Entries from a dataset
────────────────────

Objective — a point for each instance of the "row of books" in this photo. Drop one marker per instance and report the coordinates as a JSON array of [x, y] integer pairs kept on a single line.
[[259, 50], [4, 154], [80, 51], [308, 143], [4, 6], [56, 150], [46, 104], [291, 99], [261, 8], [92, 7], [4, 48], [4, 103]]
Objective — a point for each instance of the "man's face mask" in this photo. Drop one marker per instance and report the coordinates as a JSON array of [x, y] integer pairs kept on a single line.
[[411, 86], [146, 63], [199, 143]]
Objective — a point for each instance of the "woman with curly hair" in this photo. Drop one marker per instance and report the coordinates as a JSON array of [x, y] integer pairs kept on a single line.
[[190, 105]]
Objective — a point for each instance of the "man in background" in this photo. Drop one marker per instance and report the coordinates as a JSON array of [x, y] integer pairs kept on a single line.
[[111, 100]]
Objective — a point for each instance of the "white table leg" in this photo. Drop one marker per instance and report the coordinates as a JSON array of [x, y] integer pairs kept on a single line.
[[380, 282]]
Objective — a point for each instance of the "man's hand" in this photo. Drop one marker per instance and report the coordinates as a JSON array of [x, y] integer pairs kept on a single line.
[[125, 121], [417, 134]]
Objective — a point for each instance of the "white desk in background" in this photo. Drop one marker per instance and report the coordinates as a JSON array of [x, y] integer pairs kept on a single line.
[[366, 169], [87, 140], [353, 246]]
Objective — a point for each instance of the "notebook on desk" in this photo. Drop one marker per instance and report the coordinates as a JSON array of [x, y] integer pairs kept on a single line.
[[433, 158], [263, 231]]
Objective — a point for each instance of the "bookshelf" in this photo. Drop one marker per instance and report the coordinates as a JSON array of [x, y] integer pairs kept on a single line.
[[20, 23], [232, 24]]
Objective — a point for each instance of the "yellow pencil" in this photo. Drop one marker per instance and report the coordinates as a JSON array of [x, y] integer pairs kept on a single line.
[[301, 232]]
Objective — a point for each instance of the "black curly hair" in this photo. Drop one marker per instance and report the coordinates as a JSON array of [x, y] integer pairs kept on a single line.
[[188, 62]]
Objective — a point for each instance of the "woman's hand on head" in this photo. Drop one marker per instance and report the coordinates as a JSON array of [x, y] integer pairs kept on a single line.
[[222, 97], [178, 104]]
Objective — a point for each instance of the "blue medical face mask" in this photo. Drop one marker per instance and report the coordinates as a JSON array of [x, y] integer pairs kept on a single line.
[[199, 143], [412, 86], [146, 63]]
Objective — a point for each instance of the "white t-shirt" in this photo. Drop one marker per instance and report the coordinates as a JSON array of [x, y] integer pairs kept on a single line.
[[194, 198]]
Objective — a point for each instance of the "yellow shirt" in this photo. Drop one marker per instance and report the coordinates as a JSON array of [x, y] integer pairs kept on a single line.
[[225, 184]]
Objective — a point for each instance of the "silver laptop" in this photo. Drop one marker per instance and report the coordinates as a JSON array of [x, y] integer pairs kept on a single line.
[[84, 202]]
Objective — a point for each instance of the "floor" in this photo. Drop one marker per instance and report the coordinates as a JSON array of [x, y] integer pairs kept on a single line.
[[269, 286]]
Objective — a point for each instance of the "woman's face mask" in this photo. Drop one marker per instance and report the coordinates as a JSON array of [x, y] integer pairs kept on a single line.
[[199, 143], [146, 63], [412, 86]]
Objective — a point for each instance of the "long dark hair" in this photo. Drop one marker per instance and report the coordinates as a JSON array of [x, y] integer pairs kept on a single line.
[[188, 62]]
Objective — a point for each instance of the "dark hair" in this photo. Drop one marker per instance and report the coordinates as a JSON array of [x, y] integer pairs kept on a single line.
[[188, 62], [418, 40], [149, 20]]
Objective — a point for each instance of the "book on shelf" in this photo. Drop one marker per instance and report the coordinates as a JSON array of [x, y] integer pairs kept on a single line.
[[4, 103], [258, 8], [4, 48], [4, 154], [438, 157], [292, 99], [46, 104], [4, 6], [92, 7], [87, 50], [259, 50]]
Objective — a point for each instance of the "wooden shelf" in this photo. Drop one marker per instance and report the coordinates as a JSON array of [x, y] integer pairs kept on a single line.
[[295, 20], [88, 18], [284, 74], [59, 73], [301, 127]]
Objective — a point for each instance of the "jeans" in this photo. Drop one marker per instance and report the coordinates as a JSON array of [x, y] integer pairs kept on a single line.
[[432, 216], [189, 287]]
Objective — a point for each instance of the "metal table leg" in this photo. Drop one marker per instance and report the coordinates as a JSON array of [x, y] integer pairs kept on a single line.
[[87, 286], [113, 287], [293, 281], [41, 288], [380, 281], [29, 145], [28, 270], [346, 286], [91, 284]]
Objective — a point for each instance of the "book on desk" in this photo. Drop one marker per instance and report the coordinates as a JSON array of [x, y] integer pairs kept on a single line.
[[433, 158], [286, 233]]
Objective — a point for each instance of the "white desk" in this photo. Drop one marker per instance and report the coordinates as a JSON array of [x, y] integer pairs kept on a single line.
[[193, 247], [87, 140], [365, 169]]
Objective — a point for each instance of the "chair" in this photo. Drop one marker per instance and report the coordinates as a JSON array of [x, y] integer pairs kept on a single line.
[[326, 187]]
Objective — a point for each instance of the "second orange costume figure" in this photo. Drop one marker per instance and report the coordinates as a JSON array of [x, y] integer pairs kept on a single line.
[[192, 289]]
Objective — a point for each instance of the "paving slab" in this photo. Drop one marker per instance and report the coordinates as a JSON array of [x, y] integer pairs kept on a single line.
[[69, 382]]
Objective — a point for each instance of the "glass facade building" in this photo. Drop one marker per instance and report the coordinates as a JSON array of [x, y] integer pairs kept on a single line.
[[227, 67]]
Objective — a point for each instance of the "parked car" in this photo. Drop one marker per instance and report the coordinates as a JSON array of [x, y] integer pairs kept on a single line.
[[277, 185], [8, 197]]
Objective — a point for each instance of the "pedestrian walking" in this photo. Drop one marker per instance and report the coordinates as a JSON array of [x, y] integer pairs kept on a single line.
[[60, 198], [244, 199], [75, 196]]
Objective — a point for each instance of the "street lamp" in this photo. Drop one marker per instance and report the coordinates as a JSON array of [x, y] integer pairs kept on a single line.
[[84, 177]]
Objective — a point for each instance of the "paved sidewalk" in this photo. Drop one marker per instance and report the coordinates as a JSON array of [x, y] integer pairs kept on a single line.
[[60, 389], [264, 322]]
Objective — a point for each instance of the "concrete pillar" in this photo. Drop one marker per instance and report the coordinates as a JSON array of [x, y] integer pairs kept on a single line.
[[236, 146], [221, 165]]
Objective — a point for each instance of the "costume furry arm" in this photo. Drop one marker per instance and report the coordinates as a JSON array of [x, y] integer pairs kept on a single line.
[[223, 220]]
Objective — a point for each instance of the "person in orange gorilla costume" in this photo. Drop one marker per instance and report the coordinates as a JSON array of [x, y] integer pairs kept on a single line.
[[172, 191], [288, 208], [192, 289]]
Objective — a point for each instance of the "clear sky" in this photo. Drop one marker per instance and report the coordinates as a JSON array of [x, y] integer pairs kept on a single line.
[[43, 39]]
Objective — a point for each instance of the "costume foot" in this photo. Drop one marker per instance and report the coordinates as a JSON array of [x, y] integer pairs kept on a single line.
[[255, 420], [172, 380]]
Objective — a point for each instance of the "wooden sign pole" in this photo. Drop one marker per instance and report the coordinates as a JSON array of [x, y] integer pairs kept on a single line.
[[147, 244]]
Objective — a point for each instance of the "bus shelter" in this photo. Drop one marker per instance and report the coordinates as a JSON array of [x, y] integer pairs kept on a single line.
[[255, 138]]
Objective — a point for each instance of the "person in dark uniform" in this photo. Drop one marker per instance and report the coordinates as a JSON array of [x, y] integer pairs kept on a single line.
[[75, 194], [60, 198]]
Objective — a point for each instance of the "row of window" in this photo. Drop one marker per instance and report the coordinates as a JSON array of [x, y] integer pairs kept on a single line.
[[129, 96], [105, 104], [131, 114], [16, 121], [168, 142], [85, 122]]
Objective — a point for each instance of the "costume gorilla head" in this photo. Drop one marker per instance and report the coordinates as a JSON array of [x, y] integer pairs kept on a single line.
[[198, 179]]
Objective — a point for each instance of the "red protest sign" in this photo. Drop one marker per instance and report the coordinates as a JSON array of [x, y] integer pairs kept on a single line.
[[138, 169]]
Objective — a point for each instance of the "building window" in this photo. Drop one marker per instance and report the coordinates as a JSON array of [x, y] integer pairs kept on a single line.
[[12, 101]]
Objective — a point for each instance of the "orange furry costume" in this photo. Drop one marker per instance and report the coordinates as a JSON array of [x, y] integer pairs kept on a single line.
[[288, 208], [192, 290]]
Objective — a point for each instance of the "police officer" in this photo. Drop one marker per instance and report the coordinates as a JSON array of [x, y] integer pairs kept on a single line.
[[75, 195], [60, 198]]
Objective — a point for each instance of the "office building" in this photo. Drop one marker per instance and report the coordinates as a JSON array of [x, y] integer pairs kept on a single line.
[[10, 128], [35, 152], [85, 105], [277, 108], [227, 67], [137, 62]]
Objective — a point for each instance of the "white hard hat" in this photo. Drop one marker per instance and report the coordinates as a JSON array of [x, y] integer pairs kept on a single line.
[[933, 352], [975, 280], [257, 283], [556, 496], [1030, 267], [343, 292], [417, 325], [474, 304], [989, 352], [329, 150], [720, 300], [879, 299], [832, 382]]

────────────────────

AIM OF THE TASK —
Format the material from its first line through the line containing "[[380, 282]]", both included, as a numbered list, leaving out any blank lines.

SOLUTION TO THIS EXERCISE —
1. Objective — a point for each instance of the "row of books" in this photo. Drop one marker per instance and report the coordinates as a JSON array of [x, y] integer pairs kept on a single line.
2. [[259, 50], [4, 154], [80, 51], [308, 143], [4, 6], [56, 150], [46, 104], [291, 99], [261, 8], [92, 7], [4, 48], [4, 103]]
3. Objective — a point for each instance of the "man's face mask" in this photo. Drop one marker per instance and report the coordinates as a JSON array of [x, y] integer pairs kept on a single line.
4. [[411, 86], [146, 63], [199, 143]]
5. Objective — a point for each instance of the "woman with curly hair" in this photo. Drop one marker per instance and report the coordinates as a JSON array of [x, y] integer pairs kept on a single line.
6. [[190, 105]]
7. Objective — a point for each instance of the "man in background" in this photo. Drop one marker per instance and report the coordinates as a JSON array of [x, y] integer pairs kept on a single line.
8. [[111, 100]]
9. Objective — a point for each instance of the "white table leg" in this photo. Drop one marker per instance and report the coordinates as a JSON array of [x, y] integer pairs kept on a single line.
10. [[380, 282]]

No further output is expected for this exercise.